Studio album by Michael Brecker
- Released: October 1999
- Recorded: 1999
- Studio: Avatar (New York, New York); Right Track (New York, New York);
- Genre: Jazz
- Length: 69:31
- Label: Verve
- Producer: George Whitty

Michael Brecker chronology
| Two Blocks from the Edge (1998) | Time Is of the Essence (1999) | Nearness of You: The Ballad Book (2001) |

= Time Is of the Essence =

Time Is of the Essence is Michael Brecker's sixth album as a leader. It was recorded at the Power Station and Right Track in New York City. The record is notable for guitarist Pat Metheny’s strong presence and three outstanding drummers- Jeff “Tain” Watts, Bill Stewart and the legendary Elvin Jones- who each play on separate tracks.

Professional ratings
Review scores
| Source | Rating |
| Allmusic | Star |
| The Penguin Guide to Jazz Recordings | Star Half star |

== Track listing ==
All tracks composed by Michael Brecker, except where indicated.
=======
**Given problem:**
Answer these from the album entry:
1. Which label released the album?
2. Which album immediately precedes it in the chronology?
3. Which guitarist is said to have a strong presence on the record?
These lines have no connection to the album entry.

[Location annotation dataset excerpts]
=======
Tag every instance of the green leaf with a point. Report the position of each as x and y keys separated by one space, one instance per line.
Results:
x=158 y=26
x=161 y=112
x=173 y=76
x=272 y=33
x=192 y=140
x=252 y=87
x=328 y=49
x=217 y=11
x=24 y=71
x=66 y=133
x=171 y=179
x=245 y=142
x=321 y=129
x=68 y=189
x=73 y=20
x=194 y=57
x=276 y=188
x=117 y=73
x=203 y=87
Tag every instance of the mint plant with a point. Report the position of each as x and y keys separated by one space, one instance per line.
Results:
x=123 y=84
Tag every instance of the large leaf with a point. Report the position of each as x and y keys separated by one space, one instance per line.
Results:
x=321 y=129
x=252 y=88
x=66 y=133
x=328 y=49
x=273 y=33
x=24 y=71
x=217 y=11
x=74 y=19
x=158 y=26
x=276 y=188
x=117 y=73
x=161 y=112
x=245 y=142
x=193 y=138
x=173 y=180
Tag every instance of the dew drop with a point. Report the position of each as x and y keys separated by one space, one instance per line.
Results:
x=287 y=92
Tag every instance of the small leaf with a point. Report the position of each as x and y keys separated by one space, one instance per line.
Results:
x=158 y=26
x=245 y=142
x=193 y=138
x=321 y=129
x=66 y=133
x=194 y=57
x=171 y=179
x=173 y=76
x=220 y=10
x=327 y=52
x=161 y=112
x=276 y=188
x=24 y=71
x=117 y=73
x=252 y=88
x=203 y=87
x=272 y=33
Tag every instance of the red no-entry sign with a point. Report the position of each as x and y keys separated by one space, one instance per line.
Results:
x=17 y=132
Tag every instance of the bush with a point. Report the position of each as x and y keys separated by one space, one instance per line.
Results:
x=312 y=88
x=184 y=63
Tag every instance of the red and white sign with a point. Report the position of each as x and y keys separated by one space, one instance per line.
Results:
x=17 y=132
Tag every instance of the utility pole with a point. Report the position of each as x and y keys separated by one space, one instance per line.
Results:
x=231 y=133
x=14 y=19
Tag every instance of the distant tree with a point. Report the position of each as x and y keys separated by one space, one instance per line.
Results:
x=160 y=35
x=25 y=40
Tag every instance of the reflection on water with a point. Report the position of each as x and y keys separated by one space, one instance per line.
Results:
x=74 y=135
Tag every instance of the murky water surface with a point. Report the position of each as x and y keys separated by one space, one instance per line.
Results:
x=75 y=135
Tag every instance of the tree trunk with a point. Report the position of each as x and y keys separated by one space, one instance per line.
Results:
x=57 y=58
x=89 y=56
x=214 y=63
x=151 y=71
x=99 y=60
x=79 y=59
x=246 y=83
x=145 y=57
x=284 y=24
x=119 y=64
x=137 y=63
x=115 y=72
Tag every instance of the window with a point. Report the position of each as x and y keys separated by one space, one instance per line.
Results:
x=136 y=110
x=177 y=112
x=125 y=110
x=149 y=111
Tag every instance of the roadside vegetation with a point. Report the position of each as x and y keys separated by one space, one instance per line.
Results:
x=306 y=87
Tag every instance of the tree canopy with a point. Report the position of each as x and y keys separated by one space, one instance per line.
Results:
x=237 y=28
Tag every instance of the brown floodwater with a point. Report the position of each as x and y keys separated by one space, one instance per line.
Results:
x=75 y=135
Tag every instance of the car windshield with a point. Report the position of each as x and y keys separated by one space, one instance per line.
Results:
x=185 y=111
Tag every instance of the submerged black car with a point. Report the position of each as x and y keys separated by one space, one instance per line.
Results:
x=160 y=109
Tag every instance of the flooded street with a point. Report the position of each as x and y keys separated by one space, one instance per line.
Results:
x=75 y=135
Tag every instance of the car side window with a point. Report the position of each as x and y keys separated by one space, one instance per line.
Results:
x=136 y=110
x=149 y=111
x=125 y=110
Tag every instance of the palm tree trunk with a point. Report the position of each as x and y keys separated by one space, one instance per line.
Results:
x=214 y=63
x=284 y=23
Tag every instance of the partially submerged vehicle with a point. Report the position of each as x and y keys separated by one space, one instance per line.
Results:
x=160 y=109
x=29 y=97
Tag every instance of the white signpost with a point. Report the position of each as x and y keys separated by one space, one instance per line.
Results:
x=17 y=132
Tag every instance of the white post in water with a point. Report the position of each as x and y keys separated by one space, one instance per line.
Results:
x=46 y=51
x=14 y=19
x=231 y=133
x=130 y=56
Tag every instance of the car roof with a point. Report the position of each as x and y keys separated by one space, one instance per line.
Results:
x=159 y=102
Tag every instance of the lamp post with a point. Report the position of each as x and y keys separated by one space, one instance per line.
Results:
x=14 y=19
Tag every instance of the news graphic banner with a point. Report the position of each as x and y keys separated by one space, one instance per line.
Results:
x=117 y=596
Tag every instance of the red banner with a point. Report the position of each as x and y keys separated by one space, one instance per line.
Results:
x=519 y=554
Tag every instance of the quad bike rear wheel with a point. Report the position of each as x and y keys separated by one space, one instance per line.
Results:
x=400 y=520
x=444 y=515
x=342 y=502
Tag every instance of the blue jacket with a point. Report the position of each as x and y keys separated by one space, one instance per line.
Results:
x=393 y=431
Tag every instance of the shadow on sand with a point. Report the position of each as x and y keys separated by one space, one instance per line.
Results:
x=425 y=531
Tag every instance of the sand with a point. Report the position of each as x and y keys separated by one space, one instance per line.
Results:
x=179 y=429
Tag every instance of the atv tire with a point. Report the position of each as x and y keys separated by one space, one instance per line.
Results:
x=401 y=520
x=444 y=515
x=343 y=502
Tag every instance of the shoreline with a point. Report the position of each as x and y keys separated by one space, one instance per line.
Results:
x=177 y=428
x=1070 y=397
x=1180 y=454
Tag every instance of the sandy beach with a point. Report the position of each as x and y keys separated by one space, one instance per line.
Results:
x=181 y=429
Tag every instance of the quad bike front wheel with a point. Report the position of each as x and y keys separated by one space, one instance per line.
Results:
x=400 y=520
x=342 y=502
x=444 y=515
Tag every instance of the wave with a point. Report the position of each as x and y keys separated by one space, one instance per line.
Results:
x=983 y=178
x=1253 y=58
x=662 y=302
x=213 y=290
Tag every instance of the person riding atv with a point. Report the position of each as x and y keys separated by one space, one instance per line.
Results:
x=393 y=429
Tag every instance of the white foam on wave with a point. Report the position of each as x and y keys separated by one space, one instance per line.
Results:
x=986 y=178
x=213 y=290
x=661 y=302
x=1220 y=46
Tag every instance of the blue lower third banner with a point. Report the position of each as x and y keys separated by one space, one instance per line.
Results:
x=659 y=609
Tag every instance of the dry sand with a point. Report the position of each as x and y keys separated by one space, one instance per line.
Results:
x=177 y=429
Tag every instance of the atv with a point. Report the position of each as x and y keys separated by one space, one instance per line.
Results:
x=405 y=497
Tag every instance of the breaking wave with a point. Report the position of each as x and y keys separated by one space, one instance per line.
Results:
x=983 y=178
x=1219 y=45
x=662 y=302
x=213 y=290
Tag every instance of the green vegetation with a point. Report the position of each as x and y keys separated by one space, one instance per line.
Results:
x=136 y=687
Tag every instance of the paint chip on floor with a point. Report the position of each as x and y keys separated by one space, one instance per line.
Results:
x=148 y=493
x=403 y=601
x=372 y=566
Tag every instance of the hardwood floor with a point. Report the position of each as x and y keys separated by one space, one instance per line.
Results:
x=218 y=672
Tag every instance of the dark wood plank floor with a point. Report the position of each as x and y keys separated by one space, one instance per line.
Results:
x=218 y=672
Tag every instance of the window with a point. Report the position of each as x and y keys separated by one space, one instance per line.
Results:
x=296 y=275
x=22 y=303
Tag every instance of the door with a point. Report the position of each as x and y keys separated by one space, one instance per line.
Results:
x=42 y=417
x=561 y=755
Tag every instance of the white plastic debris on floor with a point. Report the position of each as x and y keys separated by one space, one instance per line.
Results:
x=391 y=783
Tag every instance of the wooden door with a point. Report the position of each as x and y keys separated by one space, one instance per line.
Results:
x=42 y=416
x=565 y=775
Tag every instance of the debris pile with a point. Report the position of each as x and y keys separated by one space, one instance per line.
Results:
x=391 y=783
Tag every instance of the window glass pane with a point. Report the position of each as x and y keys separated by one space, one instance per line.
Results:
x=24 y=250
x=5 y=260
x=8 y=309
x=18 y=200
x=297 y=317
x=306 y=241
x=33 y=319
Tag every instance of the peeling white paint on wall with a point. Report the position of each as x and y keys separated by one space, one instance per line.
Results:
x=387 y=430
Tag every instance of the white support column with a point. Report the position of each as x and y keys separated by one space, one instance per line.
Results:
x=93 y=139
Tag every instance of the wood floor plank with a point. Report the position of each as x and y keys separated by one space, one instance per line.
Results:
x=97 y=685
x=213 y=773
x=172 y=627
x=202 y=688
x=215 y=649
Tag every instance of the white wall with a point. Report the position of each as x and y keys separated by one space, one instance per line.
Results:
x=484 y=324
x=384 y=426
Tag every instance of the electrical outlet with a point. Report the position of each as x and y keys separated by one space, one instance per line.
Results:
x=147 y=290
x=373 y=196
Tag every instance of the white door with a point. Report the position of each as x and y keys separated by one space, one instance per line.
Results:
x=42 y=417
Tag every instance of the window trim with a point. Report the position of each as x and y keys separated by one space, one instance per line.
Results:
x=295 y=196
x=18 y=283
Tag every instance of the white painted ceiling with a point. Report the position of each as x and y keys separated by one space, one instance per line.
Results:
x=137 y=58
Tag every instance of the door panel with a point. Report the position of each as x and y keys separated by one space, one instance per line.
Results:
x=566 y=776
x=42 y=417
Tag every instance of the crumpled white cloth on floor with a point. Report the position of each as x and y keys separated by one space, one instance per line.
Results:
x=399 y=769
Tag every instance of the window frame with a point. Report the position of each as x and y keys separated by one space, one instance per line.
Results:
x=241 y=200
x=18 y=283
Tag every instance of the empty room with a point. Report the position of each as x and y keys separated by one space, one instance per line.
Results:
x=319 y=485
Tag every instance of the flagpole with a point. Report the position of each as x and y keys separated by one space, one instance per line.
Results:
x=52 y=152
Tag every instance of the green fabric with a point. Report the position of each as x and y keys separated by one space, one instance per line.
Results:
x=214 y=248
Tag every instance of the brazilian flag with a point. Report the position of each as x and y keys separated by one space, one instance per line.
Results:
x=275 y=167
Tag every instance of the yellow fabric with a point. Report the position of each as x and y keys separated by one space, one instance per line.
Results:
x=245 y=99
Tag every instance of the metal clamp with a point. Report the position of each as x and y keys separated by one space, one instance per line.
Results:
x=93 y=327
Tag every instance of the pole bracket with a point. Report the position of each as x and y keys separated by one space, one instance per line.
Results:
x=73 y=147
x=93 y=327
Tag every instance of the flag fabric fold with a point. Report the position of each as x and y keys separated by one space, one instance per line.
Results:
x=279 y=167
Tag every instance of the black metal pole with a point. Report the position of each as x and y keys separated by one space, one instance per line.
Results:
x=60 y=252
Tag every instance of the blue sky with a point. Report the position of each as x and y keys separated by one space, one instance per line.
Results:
=======
**Right answer:**
1. Verve
2. Two Blocks from the Edge (1998)
3. Pat Metheny